» Work request: How many lines of these entries hold the string "item"? Answer with the number alone.

··········

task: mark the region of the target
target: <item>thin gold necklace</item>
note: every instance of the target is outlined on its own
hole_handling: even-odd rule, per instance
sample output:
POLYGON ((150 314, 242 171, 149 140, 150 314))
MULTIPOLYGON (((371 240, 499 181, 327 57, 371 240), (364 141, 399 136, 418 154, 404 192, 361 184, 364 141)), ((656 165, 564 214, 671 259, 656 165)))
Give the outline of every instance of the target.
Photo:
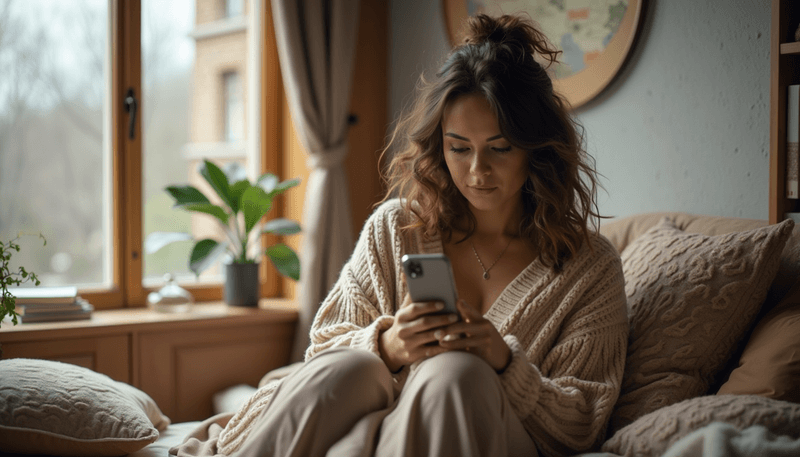
POLYGON ((481 261, 481 256, 479 256, 478 251, 475 250, 475 243, 470 241, 469 244, 472 245, 472 252, 475 253, 475 258, 478 259, 478 263, 481 264, 481 269, 483 269, 483 279, 489 279, 489 270, 491 270, 497 264, 500 258, 503 257, 503 254, 506 253, 506 250, 508 250, 508 247, 511 246, 511 239, 508 240, 508 244, 506 244, 506 247, 503 248, 503 252, 501 252, 500 255, 498 255, 497 258, 494 259, 494 262, 492 262, 492 264, 489 265, 489 268, 483 266, 483 261, 481 261))

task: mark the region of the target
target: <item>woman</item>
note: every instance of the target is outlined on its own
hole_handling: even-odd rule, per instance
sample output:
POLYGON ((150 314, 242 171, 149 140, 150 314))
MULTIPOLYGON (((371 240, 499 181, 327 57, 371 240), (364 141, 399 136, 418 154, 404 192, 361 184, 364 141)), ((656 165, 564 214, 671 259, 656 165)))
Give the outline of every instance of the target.
MULTIPOLYGON (((622 268, 590 228, 595 172, 518 17, 471 19, 390 148, 392 195, 322 303, 304 366, 265 388, 238 455, 570 455, 604 438, 627 344, 622 268), (412 303, 443 252, 463 320, 412 303)), ((235 438, 231 438, 235 435, 235 438)))

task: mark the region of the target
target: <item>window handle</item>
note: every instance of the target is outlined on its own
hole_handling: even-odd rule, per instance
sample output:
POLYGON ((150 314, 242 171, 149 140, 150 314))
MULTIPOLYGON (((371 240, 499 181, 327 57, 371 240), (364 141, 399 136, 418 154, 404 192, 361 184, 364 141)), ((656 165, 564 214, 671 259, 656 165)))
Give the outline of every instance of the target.
POLYGON ((136 111, 139 107, 139 101, 136 100, 136 94, 133 92, 133 88, 128 88, 128 92, 125 93, 125 112, 129 113, 129 120, 128 120, 128 138, 131 140, 135 136, 136 132, 136 111))

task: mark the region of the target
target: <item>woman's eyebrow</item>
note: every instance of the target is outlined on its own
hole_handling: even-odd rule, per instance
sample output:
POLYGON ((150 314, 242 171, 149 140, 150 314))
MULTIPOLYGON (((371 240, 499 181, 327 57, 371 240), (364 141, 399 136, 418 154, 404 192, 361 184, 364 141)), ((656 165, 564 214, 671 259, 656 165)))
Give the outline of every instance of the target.
MULTIPOLYGON (((461 141, 470 141, 470 140, 469 140, 469 138, 463 137, 463 136, 461 136, 461 135, 458 135, 458 134, 456 134, 456 133, 452 133, 452 132, 447 132, 447 133, 445 133, 445 134, 444 134, 444 136, 449 136, 449 137, 451 137, 451 138, 455 138, 455 139, 457 139, 457 140, 461 140, 461 141)), ((489 142, 489 141, 494 141, 494 140, 499 140, 499 139, 501 139, 501 138, 503 138, 503 135, 502 135, 502 134, 501 134, 501 135, 495 135, 495 136, 492 136, 492 137, 486 138, 486 142, 489 142)))

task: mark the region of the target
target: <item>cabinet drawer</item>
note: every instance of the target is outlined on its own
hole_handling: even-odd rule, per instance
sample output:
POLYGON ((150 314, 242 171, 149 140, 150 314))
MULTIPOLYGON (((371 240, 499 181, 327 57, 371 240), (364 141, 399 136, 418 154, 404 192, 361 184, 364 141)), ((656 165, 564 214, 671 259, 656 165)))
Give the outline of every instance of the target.
POLYGON ((130 353, 128 335, 3 343, 4 359, 56 360, 86 367, 127 383, 131 382, 130 353))
POLYGON ((294 323, 141 333, 137 385, 172 422, 212 415, 215 393, 289 362, 294 323))

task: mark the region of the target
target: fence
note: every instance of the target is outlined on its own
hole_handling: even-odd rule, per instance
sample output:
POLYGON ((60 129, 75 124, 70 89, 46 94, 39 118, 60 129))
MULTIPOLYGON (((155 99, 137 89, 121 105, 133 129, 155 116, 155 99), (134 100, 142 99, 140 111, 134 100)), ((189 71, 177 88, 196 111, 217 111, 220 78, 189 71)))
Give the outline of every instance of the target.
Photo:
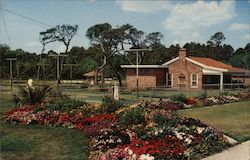
MULTIPOLYGON (((55 84, 55 81, 52 82, 41 82, 37 85, 45 85, 45 84, 55 84)), ((14 82, 13 91, 17 86, 25 86, 25 83, 17 83, 14 82)), ((35 83, 36 85, 36 83, 35 83)), ((144 86, 145 87, 145 86, 144 86)), ((194 91, 187 89, 172 89, 167 86, 158 86, 158 87, 145 87, 144 90, 138 91, 138 97, 136 91, 128 91, 126 87, 120 88, 120 99, 125 103, 133 102, 137 99, 165 99, 173 94, 183 93, 189 97, 197 97, 201 94, 206 93, 208 96, 220 95, 223 92, 240 92, 244 89, 242 83, 240 84, 224 84, 223 91, 220 91, 219 84, 205 84, 202 86, 202 90, 194 91)), ((10 92, 10 84, 8 81, 0 84, 0 89, 2 94, 11 94, 10 92)), ((60 84, 60 91, 74 99, 84 100, 90 103, 101 102, 104 96, 112 96, 113 94, 113 86, 93 86, 88 87, 86 83, 63 83, 60 84)))
MULTIPOLYGON (((237 93, 244 89, 243 84, 225 84, 224 90, 221 91, 219 84, 203 85, 203 89, 199 91, 187 90, 187 89, 172 89, 166 86, 160 87, 145 87, 143 90, 138 91, 139 97, 137 97, 136 91, 128 91, 126 87, 120 88, 120 97, 122 101, 132 102, 137 99, 165 99, 169 98, 173 94, 185 94, 188 97, 198 97, 202 94, 207 96, 218 96, 225 92, 237 93)), ((104 96, 112 96, 113 86, 102 87, 61 87, 62 92, 75 99, 87 100, 89 102, 100 102, 104 96)))

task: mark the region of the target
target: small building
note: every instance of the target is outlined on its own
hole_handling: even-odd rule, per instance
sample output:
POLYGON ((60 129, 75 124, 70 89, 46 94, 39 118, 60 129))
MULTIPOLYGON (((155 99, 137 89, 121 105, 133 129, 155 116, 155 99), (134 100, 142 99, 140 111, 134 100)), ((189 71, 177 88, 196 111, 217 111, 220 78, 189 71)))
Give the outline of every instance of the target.
POLYGON ((95 85, 95 82, 97 82, 98 80, 101 79, 102 77, 102 74, 101 73, 96 73, 96 71, 90 71, 90 72, 87 72, 87 73, 84 73, 83 74, 84 77, 87 78, 87 82, 93 86, 95 85))
POLYGON ((126 70, 128 90, 152 87, 168 87, 181 90, 202 90, 224 87, 236 83, 244 84, 249 71, 232 67, 211 58, 187 57, 186 49, 179 50, 179 56, 162 65, 122 65, 126 70), (138 73, 137 73, 138 69, 138 73), (137 75, 138 74, 138 75, 137 75), (237 77, 237 81, 235 81, 237 77))

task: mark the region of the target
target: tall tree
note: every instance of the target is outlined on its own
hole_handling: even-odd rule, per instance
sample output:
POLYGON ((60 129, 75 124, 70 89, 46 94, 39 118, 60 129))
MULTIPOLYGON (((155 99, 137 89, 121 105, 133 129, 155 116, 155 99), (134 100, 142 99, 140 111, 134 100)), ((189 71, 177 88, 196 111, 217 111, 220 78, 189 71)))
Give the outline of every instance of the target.
POLYGON ((208 45, 220 46, 222 41, 224 41, 225 39, 226 37, 222 32, 217 32, 211 36, 210 40, 208 41, 208 45))
MULTIPOLYGON (((128 61, 132 63, 127 55, 132 55, 133 57, 134 54, 126 54, 125 46, 130 48, 144 48, 147 45, 159 42, 161 39, 161 34, 159 32, 151 33, 147 36, 143 31, 138 30, 130 24, 112 28, 112 26, 108 23, 97 24, 90 27, 86 32, 86 36, 92 44, 100 46, 106 62, 115 72, 120 85, 122 85, 121 76, 118 68, 116 67, 118 66, 118 63, 114 65, 115 63, 112 62, 111 59, 113 59, 115 55, 119 54, 126 57, 128 61)), ((140 59, 143 60, 144 55, 140 53, 139 56, 140 59)), ((106 63, 104 63, 100 68, 103 68, 105 65, 106 63)))
POLYGON ((207 41, 207 45, 209 46, 209 54, 212 58, 219 60, 218 54, 220 50, 221 43, 226 39, 222 32, 217 32, 210 37, 210 40, 207 41))
MULTIPOLYGON (((86 32, 86 37, 89 38, 93 45, 99 45, 104 57, 106 57, 106 62, 111 66, 116 74, 120 86, 122 85, 121 75, 117 68, 111 61, 111 58, 115 53, 119 53, 123 50, 123 42, 125 37, 125 31, 130 26, 122 26, 119 28, 112 29, 112 26, 108 23, 97 24, 90 27, 86 32)), ((102 69, 106 63, 104 63, 100 68, 102 69)))
POLYGON ((45 46, 49 43, 55 42, 57 40, 55 33, 56 29, 55 28, 51 28, 48 29, 46 31, 40 32, 39 33, 39 41, 42 44, 42 51, 41 51, 41 55, 39 58, 39 64, 38 64, 38 69, 37 69, 37 79, 39 80, 40 77, 40 70, 41 70, 41 63, 42 63, 42 59, 43 59, 43 54, 45 51, 45 46))
POLYGON ((152 46, 152 45, 161 44, 161 40, 163 38, 164 36, 160 32, 152 32, 146 36, 145 41, 146 43, 148 43, 149 46, 152 46))
POLYGON ((52 28, 55 30, 54 36, 57 39, 57 41, 62 42, 65 45, 65 54, 68 53, 69 45, 72 40, 72 38, 76 35, 78 30, 78 25, 57 25, 55 28, 52 28))

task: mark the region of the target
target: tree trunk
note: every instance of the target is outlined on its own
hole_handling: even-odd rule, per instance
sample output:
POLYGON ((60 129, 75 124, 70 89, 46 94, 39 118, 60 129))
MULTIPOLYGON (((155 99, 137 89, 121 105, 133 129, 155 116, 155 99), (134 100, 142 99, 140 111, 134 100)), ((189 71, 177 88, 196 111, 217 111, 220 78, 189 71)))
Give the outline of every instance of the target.
POLYGON ((65 46, 66 46, 65 54, 68 54, 69 44, 65 44, 65 46))
POLYGON ((102 43, 100 43, 101 45, 101 48, 102 48, 102 53, 104 54, 104 56, 107 57, 106 61, 108 62, 108 64, 111 66, 111 68, 113 69, 113 71, 115 72, 115 75, 116 75, 116 78, 118 79, 119 81, 119 86, 122 87, 122 79, 121 79, 121 76, 120 76, 120 73, 117 71, 117 69, 115 68, 115 66, 113 65, 113 63, 110 61, 110 58, 106 52, 105 52, 105 49, 102 45, 102 43))
POLYGON ((45 50, 45 45, 43 45, 42 53, 41 53, 41 56, 39 59, 39 64, 38 64, 38 69, 37 69, 37 80, 39 80, 39 78, 40 78, 40 71, 41 71, 41 64, 42 64, 42 60, 43 60, 44 50, 45 50))

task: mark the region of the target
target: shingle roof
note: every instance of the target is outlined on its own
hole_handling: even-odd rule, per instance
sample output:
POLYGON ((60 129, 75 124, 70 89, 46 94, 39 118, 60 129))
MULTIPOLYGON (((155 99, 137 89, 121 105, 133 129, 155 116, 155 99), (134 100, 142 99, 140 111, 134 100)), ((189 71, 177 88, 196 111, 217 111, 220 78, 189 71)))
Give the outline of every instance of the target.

··········

» The completed task: 5